Isolate every line in the data with the string "please" and copy it.

BEGIN DATA FOR THE TASK

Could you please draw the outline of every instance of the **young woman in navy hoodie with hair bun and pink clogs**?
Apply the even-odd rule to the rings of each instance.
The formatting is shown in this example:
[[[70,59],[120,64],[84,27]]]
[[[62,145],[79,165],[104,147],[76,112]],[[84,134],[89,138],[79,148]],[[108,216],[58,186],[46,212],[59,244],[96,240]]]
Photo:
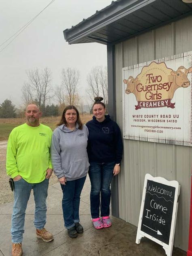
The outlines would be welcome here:
[[[100,229],[111,226],[110,184],[113,175],[120,171],[123,145],[119,126],[109,115],[105,115],[105,104],[101,102],[103,98],[96,97],[94,100],[94,116],[86,124],[89,130],[87,153],[90,162],[92,222],[96,229]]]

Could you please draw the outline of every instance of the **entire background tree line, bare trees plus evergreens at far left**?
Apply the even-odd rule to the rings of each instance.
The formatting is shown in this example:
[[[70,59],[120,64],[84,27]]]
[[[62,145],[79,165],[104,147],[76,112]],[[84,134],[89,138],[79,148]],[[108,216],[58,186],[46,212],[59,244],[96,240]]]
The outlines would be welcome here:
[[[96,96],[102,96],[104,103],[108,103],[107,67],[94,66],[87,75],[86,100],[79,94],[80,72],[75,68],[63,68],[61,83],[53,88],[52,72],[45,67],[42,70],[34,68],[26,70],[27,81],[21,88],[23,109],[34,103],[40,107],[44,116],[58,116],[66,105],[75,105],[83,113],[83,105],[89,107]],[[53,104],[52,102],[57,102]],[[0,104],[0,117],[12,118],[19,115],[11,100],[4,100]]]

END DATA FOR THE TASK

* RESULT FOR THIS TASK *
Could you please draw the outline of every instance of the **young woman in navy hoodie with hair bun and pink clogs**?
Could you please draw the outline of every instance of the **entire background tree line, bare trees plus evergreens at far left**?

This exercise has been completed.